Selected text:
For normalizing Hindi set, we will use the Devanagari normalizer provided by [IndicNLP library](https://indic-nlp-library.readthedocs.io/en/latest/indicnlp.normalize.html). <br>
This function replaces the composite characters containing nuktas by their decomposed form, replace pipe character '|' by poorna virama character, and replace colon ':' by visarga.

In [None]:
from indicnlp.normalize.indic_normalize import IndicNormalizerFactory

factory=IndicNormalizerFactory()
normalizer=factory.get_normalizer('hi')

**Note:** This step might take a few minutes to complete

In [None]:
Y_normalized = []
for index, input_text in enumerate(Y):
    output_text=normalizer.normalize(input_text)
    Y_normalized.append(output_text)

print("Sample Sentences : \n")
print(Y_normalized[1:5])

In [None]:
hindi_set_normalized = dataset_root + '/train-normalized.hi'

with open(hindi_set_normalized, "w") as output:
    output.writelines(Y_normalized)

In [None]:
with open(hindi_set_normalized) as f:
    Y_normalized = f.readlines()

### Lowercase conversion

The English set is lowercased to reduce the token vocabulary size. The vocabulary size is the count of unique tokens that are used to train an NLP model. Lowercasing the English samples combines the two tokens “European” and “european”, thus decreasing the vocabulary size. 

Lowercasing is ignored for Hindi set because it does not affect any token.

In [None]:
X_norm[0:5]

In [None]:
X_lower = [sent.lower() for sent in X_norm]

In [None]:
X_lower[0:5]

### Length filtering

We will perform length on the English and Hindi set with a filter length of 1000 words. <br>
Sentences that are longer than the maximum input sequence length are typically rejected or chopped short. Because the word order changes from subject-verb-object to subject-object-verb in En-Hi translation, cutting a sentence midway could result in a loss of meaning. <br>
As a result, length filtering aids in the removal of these lengthy sentences and helps the model to learn from meaningful samples.

In [None]:
X_filtered = []
Y_filtered = []
# Set the filtering length
filtering_length = 1000

for index, sentence in enumerate(X_lower):
    if len(sentence) < filtering_length and len(Y_normalized[index]) < filtering_length:
        X_filtered.append(sentence)
        Y_filtered.append(Y_normalized[index])

if len(X_filtered) == len(Y_filtered):
    print("Finally, the number of sentences are : ", len(X_filtered))

print("\nHere are some sample sentences : \n")
for i in range(2):
    print(X_filtered[i])
    print(Y_filtered[i], "\n")

In [None]:
english_set_filtered = dataset_root + "train.filtered_{0}.en".format(filtering_length)
%env english_set_filtered = {english_set_filtered}
hindi_set_filtered = dataset_root + "train.filtered_{0}.hi".format(filtering_length)

Recorded information:
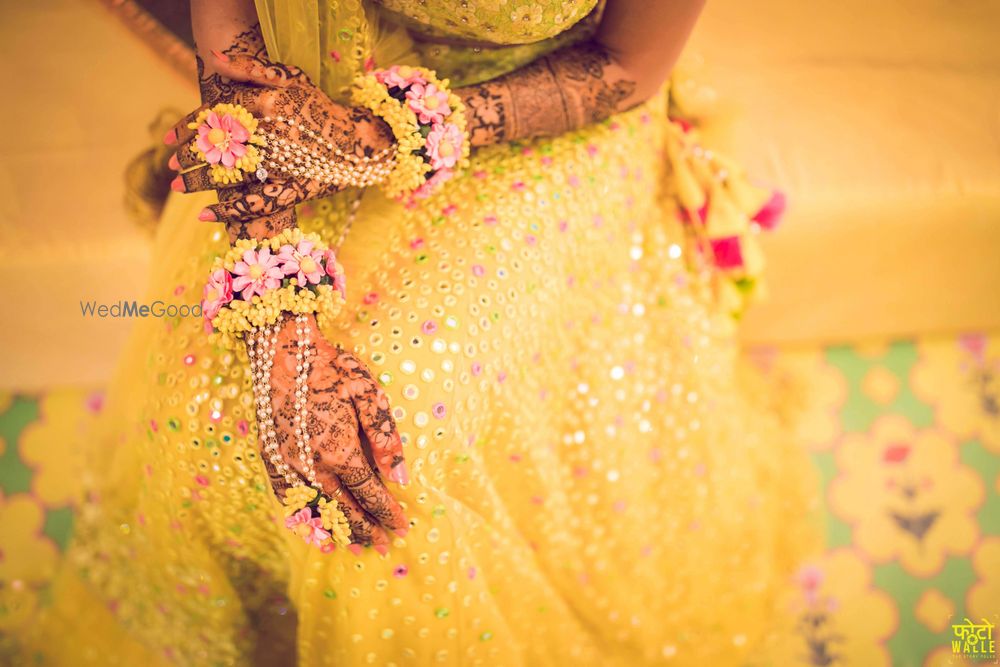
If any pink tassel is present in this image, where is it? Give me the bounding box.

Task statement: Carry on the English-Hindi preprocessing notebook from the point where it stops. The material isn't needed for this.

Final result:
with open(english_set_filtered, "w") as output:
    output.writelines(X_filtered)
    
with open(hindi_set_filtered, "w") as output:
    output.writelines(Y_filtered)

### Tokenization for data analysis

Tokenization is used to split the input sentence into a list of tokens; where a token is a word or a part of a sentence. There are a variety of commercial tokenizers available, each with its own set of tokenization principles.

When the same input is fed to multiple tokenizers, the output can vary based on the operating principles of each tokenizer. 
There are different methods to tokenize a sentence such as:
- white space tokenization - a sentence is split into tokens on white spaces 
- dictionary-based tokenization - tokens are found based on existing tokens in a dictionary
- rule-based tokenization - the rules are based on grammar for a particular language and 
- sub-word tokenization - the less frequent words are split into subwords.

The table below summarizes the tokenizers that we evaluated.

| English      | Hindi |
| ----------- | ----------- |
| Moses      | IndicNLP       |
| OpenNMT   | iNLTK        |
| SentencePiece   | Moses        |
| NLTK   | OpenNMT        |
| Gruut   | CLTK        |

The effect of various source and target side tokenizers can be studied using the BLEU score of the trained model on the validation dataset. In order to find the best performing pair of tokenizers, we experimented with different combinations of the tokenizers mentioned above for English and Hindi and inferred that Moses-Moses works best.

#### English set tokenization

In [None]:
# Specify the path to save the tokenized dataset
english_set_tokenized = dataset_root + "train.filtered_{0}.tokenized_moses.en".format(filtering_length)
%env english_set_tokenized = {english_set_tokenized}

**Note:** This step might take a few minutes to complete

In [None]:
!perl tokenizer.perl -l en -no-escape < $english_set_filtered > $english_set_tokenized

#### Hindi set tokenization

In [None]:
from indicnlp.tokenize import sentence_tokenize
from indicnlp.tokenize import indic_tokenize  

**Note:** This step might take a few minutes to complete

In [None]:
Y_tokenized = Y_filtered.copy()

for index2, indic_string in enumerate(Y_filtered):
    Y_tokenized[index2] = " ".join(indic_tokenize.trivial_tokenize(indic_string)

In [None]:
# Specify the path to save the tokenized dataset
hindi_set_tokenized = dataset_root + "train.filtered_{0}.tokenized_indicnlp.hi".format(filtering_length)

with open(hindi_set_tokenized, "w") as output:
    output.writelines(Y_tokenized)

### Comparision of Hindi tokenizers

Let's explore the output of 2 diiferent tokenizers - IndicNLP and iNLTK - to better understand these tokenization algorithm.

In [None]:
string = Y[1723]
print(string)

#### Indic NLP

In [None]:
from indicnlp.tokenize import indic_tokenize 

In [None]:
tokens_indicnlp = indic_tokenize.trivial_tokenize(string)
print(len(tokens_indicnlp))

#### iNLTK

In [None]:
from inltk.inltk import tokenize

In [None]:
tokens_inltk = tokenize(string ,'hi') 
print(len(tokens_inltk))

In [None]:
set(tokens_indicnlp).intersection(set(tokens_inltk))

In [None]:
print(tokens_indicnlp)

In [None]:
print(tokens_inltk)

In [None]:
tokens_inltk_filt = [e[1:] if e[0] == '▁' else e for e in tokens_inltk]

In [None]:
print(tokens_inltk_filt)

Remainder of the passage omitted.